-- Start Supplied entries --

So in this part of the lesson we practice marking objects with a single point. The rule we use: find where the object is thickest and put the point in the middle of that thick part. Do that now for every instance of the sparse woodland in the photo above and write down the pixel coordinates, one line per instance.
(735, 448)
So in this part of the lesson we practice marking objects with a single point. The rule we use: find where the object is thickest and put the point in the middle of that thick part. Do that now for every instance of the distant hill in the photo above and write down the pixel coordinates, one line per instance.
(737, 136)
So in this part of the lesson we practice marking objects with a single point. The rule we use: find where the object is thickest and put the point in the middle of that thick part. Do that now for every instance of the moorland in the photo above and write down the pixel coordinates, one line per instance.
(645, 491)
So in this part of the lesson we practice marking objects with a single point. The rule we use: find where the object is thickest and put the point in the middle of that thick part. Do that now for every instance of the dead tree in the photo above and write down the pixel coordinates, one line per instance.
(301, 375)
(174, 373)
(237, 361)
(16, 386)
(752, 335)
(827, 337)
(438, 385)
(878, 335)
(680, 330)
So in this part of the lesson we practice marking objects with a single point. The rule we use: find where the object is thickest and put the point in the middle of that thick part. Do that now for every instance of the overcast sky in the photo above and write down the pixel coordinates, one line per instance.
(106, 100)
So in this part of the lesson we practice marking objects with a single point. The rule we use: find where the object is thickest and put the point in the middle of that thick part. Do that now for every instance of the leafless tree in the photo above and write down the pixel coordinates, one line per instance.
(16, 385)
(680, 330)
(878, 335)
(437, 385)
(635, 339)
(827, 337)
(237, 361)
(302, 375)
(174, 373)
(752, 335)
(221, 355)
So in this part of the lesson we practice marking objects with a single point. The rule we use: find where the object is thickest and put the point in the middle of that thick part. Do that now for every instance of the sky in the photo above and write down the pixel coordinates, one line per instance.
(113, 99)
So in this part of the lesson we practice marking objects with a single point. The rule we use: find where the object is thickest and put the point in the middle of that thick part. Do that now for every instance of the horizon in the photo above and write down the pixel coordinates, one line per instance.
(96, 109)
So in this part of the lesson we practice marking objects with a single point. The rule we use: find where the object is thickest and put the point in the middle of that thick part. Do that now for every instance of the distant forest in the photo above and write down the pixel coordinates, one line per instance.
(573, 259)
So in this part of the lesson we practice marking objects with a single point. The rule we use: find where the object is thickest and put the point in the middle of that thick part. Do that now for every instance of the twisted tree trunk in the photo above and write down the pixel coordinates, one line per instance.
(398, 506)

-- End Supplied entries --

● **Problem description**
Reproduce every record, matching each line exactly.

● **Result of the task**
So in this part of the lesson we practice marking objects with a single point. The rule we use: find where the object is thickest and put the point in the middle of that thick part. Do that now for every instance of the sparse woodland in the photo above and write down the pixel coordinates, one line per instance.
(735, 448)
So in this part of the lesson we practice marking objects with a single point. The rule we use: find where the object is thickest and put the point in the middle of that thick part. Do that now for every instance of the distant hill in the photo above and write down the pixel coordinates, one line per instance.
(737, 136)
So in this part of the lesson we practice marking objects with a single point. The rule we use: find where the object is thickest and put the point in the middle of that thick part. Do that now for every instance of the moorland in the photo above and write down the pixel coordinates, one line per instance.
(645, 491)
So in this part of the lesson we practice marking objects with a single point. The rule we use: find where the object is thickest and put the point in the middle of that thick part. Do that now for every instance of the dead tree in the photo above and write down the pixel coordinates, one line per instance.
(301, 375)
(174, 373)
(237, 361)
(16, 386)
(752, 335)
(827, 337)
(438, 385)
(878, 335)
(680, 330)
So in this part of the lesson we practice marking objects with a single point. The rule we use: find where the object is thickest and put the point in the middle of that thick part. Do that now for every instance of the overcast sky in the photo above and write down the pixel coordinates, one line per instance.
(106, 100)
So in this part of the lesson we practice marking objects with a single point. The rule we use: find where the object is thickest and put the point in the middle of that thick part. Do that now for every instance of the leafless tree in the photo above and write down the pixel coordinates, one line per instance.
(16, 385)
(680, 330)
(878, 335)
(437, 385)
(635, 339)
(827, 337)
(237, 361)
(302, 375)
(174, 373)
(752, 335)
(221, 355)
So in this part of the lesson we practice marking objects with a single point. The rule we use: find where the object is thickest and put the point in the middle of that thick part. Do that now for every instance of the sky in the photo above and write down the pixel coordinates, one line per instance.
(113, 99)
So in this part of the lesson we practice marking objects with a single point. The rule we use: find where the object is thickest and put the point in the middle of that thick part. Do that now for every instance of the horizon in the photo above and write down the pixel coordinates, one line per instance.
(96, 109)
So in this part of the lesson we practice marking objects with a single point. The rule we use: find where the object is thickest and put the point in the middle of that thick part. Do that now for every instance of the distant forest in the photo above and write down the pixel coordinates, one line per instance.
(573, 259)
So in this part of the lesson we practice marking objects with a single point. The rule we use: find where the object is thickest and put the point in the middle of that thick part. Do that now for every instance of the twisted tree trunk in the photo above and write down the pixel coordinates, one line per instance.
(398, 506)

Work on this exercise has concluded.